* [WORK INSTRUCTIONS]:
Retype each record below word for word. Leave the pictures out.

——

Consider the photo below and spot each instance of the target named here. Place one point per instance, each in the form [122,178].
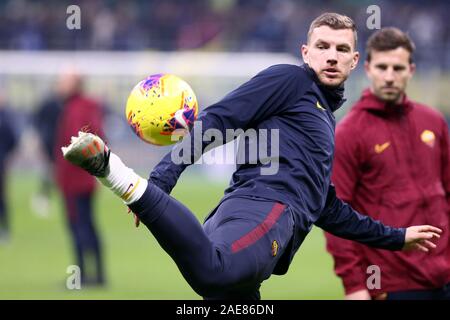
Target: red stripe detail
[259,231]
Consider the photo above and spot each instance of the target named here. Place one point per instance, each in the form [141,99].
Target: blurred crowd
[229,25]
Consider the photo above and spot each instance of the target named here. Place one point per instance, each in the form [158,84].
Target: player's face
[331,54]
[389,73]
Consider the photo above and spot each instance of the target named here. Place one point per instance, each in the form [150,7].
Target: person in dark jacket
[392,163]
[276,194]
[77,186]
[8,141]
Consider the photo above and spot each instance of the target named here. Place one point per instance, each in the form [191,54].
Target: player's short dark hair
[335,21]
[389,39]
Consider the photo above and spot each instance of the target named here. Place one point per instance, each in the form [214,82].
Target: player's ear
[304,50]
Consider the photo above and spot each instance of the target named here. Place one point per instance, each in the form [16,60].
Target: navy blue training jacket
[291,99]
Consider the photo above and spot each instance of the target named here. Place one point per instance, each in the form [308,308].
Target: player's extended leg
[223,262]
[237,249]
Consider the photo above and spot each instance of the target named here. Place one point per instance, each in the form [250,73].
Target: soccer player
[262,220]
[392,163]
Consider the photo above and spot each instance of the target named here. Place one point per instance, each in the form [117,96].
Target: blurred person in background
[79,112]
[8,140]
[392,163]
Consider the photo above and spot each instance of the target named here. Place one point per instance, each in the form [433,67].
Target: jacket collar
[369,101]
[333,95]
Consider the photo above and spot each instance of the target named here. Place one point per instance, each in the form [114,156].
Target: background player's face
[331,54]
[389,73]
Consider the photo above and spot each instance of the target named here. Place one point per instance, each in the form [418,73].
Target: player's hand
[419,238]
[362,294]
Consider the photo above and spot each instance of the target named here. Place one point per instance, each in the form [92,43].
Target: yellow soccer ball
[161,109]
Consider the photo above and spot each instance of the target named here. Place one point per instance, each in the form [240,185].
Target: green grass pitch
[33,263]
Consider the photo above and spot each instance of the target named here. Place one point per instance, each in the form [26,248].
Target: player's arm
[269,92]
[445,159]
[341,220]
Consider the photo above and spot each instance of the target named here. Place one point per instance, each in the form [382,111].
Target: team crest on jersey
[274,248]
[379,148]
[428,137]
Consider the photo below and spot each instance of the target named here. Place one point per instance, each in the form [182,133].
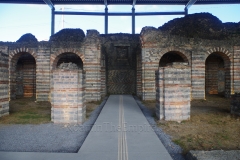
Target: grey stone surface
[174,150]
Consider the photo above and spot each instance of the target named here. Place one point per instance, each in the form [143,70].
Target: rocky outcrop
[201,25]
[68,35]
[28,37]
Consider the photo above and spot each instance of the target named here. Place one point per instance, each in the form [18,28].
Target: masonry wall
[156,43]
[173,87]
[68,96]
[26,77]
[235,104]
[4,95]
[43,71]
[92,65]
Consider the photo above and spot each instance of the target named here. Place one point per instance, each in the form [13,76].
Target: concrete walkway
[121,132]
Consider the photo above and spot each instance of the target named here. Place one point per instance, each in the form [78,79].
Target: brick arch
[227,59]
[180,52]
[14,56]
[13,59]
[56,56]
[225,54]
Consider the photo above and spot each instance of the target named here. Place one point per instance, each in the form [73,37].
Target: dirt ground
[28,111]
[211,126]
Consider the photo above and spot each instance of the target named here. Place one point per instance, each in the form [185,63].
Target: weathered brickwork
[235,104]
[156,43]
[68,96]
[4,98]
[125,63]
[173,87]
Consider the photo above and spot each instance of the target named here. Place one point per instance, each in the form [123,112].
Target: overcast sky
[16,20]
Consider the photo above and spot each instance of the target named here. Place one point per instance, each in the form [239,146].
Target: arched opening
[217,74]
[23,76]
[172,56]
[68,58]
[67,89]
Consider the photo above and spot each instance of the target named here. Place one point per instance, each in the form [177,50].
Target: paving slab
[137,139]
[121,132]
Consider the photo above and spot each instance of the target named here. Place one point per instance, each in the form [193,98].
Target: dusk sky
[16,20]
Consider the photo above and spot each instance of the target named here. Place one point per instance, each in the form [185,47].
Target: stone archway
[172,56]
[67,89]
[65,53]
[218,74]
[22,71]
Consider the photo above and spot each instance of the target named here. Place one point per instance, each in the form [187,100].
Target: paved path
[121,132]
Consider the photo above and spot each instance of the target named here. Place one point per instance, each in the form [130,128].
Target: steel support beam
[133,20]
[106,20]
[189,4]
[53,21]
[49,3]
[120,14]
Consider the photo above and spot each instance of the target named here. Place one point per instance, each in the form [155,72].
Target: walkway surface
[121,132]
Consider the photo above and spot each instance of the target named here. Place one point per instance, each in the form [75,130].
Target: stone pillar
[236,69]
[4,95]
[92,65]
[235,104]
[43,72]
[68,96]
[198,75]
[173,90]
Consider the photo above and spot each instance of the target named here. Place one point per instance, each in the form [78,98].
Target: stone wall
[120,52]
[156,43]
[235,104]
[68,96]
[4,95]
[173,87]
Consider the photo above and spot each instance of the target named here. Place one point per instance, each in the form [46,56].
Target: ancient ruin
[197,54]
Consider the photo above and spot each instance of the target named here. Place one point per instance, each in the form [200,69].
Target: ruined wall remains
[4,95]
[173,87]
[68,96]
[194,45]
[121,52]
[235,104]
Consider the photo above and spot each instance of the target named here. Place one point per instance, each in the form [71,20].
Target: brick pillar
[43,73]
[4,95]
[198,75]
[149,66]
[173,85]
[236,69]
[92,65]
[68,96]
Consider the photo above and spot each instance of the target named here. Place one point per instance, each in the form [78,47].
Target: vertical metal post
[133,20]
[106,20]
[53,21]
[186,11]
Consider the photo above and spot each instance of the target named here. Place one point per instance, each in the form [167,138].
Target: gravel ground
[214,155]
[173,149]
[67,138]
[46,137]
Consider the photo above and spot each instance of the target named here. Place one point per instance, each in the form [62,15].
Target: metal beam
[134,3]
[133,20]
[119,14]
[49,3]
[105,3]
[189,4]
[106,20]
[53,22]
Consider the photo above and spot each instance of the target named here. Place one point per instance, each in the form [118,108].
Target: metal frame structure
[186,3]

——

* [SOLUTION FOR THIS PROBLEM]:
Consider the photo below and spot each instance of the target named here. Place one point per instance, each in the form [122,178].
Target: red stripe detail
[259,231]
Consider the photo above and spot each instance of the target named here. Place one point per instance, each in the form [141,99].
Target: blurred crowd
[229,25]
Consider the photo above and spot each instance of the target named here. Place one point per instance, each in the form [158,84].
Target: player's face
[331,54]
[389,73]
Consider the photo above and spot each instance of the target named here. Place one point per instance, each in the form [150,7].
Target: person in dark jacket
[392,163]
[276,194]
[77,186]
[8,141]
Consider the photo above and spot each instance of the target named here. Place one point per instance, each in the form [191,54].
Target: player's short dark hair
[335,21]
[389,39]
Consider the photo above and spot each instance of the target named here. Place one point per instance, each in the form [214,82].
Target: player's ear
[304,50]
Consider the photo above and spot each instance of the target named here. Place one point per instance, each in the form [16,60].
Target: navy blue training jacket
[291,99]
Consider the photo above and spot each instance of the target named here. Place one point per instance, each in the form [308,308].
Target: player's extended leg
[223,262]
[237,249]
Consider the photo above and spot each instance of the target named here. Place one point per instance, each in the form [250,73].
Target: soccer player
[262,220]
[392,163]
Consider the photo above and spot each instance of the target named here. Place one point per instance, each in the form [117,96].
Target: blurred person in background
[79,112]
[8,140]
[392,163]
Consider the photo above and spot each instance of the target named here. Place one point per instance, each in the form [433,67].
Target: jacket collar
[369,101]
[333,95]
Consider the photo above and spot each instance of the target named here. Place one point per instance, each in the form [114,156].
Target: background player's face
[331,54]
[389,73]
Consider the photo above and spot each instance of the target named here. Place one point per instance, each in the form [418,73].
Target: player's hand
[419,238]
[362,294]
Consider the photo above and spot each instance of the target named here. Place one point per instance, each in the form [92,43].
Target: yellow soccer ball
[161,109]
Consider the photo above and spot each instance of the target named here. Place one point per instance, each in the form [240,185].
Target: green grass pitch
[33,263]
Consider the photo above and spot each instance of the target named here. Place one point per instance, each in the form [26,248].
Target: player's arm
[269,92]
[445,159]
[341,220]
Consider the photo above and spot each instance of the target named here. Place one point per instance, each in the form [382,111].
Target: team crest on jersey
[274,248]
[379,148]
[428,137]
Consider the photo below and spot each instance of the target named here. Place one point per instance, each in the form [182,133].
Target: grey stone surface
[174,150]
Consider the photo above and spot each instance of the target named here. Place one point per instance, each in the form [143,70].
Target: rocky outcrop
[201,25]
[68,35]
[28,37]
Consider the photo above and spot each instance of the target named here. Place one point per instance, each in the form [18,28].
Target: masonry wall
[156,43]
[173,87]
[68,96]
[26,77]
[235,104]
[4,95]
[43,71]
[92,65]
Consider the photo above and spot each instance of the target named here. Place one point per instance, each in the form [13,76].
Target: concrete walkway
[121,132]
Consider the photo above and spot each instance of the target named here. Place one point per instance, each in the form [78,79].
Target: brick arch
[227,59]
[180,52]
[14,56]
[13,59]
[56,56]
[225,54]
Consider the photo above and spot each instance of the target named here. Place one point per instance, each in the form [73,37].
Target: dirt ground
[28,111]
[211,126]
Consider the photo above and spot each instance of the target named here. Place one point per instance, each in the form [185,63].
Target: weathered brickwork
[235,104]
[156,43]
[68,96]
[4,98]
[125,63]
[173,87]
Consider the photo above and spot each instance of the target named here. Place one point per instance, each in the form [123,112].
Target: overcast sky
[16,20]
Consider the photo above and spot each instance of the target named here. Place one point per instance, each in the form [239,146].
Target: arched opening
[217,74]
[23,76]
[172,56]
[68,58]
[67,89]
Consider the photo above and spot each instance of the target named here. Place one point per instance, each in the form [177,50].
Target: paving slab
[137,139]
[121,132]
Consider the photo above and spot each instance of the target named here. Place one point per instance, each in the form [193,98].
Target: dusk sky
[16,20]
Consider the photo above and spot each instance of the target named here. Place one point per instance, each in the form [185,47].
Target: stone archway
[172,56]
[67,89]
[65,53]
[218,74]
[22,71]
Consider the photo above and spot each instance of the target named here. Place one point per instance, each in the form [187,100].
Target: paved path
[121,132]
Consider the photo above and spot each instance of the target named here. Place one point per instance, each in the form [130,128].
Target: steel support beam
[133,20]
[106,20]
[189,4]
[53,21]
[49,3]
[120,14]
Consider the photo above and spot each instance of the target named here. Place one point per instance, each in the form [155,72].
Target: walkway surface
[121,132]
Consider the photo above and spot each instance of the target named here. Place one point per instance, each in the form [75,130].
Target: stone pillar
[236,69]
[4,95]
[92,65]
[235,104]
[43,72]
[68,96]
[198,75]
[173,90]
Consider the photo above and spot each instance of the target named here. Place one point per instance, each in the form [78,98].
Target: stone wall
[120,52]
[156,43]
[235,104]
[68,96]
[4,95]
[173,87]
Consider the photo above and spot each instance of the target named here. Place one point per instance, each in the form [46,56].
Target: ancient ruin
[197,54]
Consider the photo above and spot each instance of the target named here. Place one point per instance, each in the form [200,69].
Target: ruined wall remains
[4,95]
[173,87]
[68,96]
[194,45]
[121,52]
[235,104]
Consider the photo above and spot each instance of the target named here. Place one point per instance, each in the form [71,20].
Target: brick pillar
[43,73]
[4,95]
[198,75]
[149,66]
[173,85]
[236,69]
[92,65]
[68,96]
Consider the photo above and spot each instance of the target named here. Place one point per instance, each in the form [78,47].
Target: vertical metal post
[133,20]
[106,20]
[53,21]
[186,11]
Consider the photo above and spot each instance of the target named here. Place one point per instance, each in the form [167,138].
Target: gravel ground
[214,155]
[173,149]
[67,138]
[46,137]
Consider the photo above and spot each instance of the target named here. Place one point per instance, each in the form [62,15].
Target: metal beam
[134,3]
[133,20]
[119,14]
[49,3]
[105,3]
[189,4]
[106,20]
[53,22]
Consider the photo above and spot each instance of the target named here. Place one point per instance, each in the form [118,108].
Target: metal frame structure
[186,3]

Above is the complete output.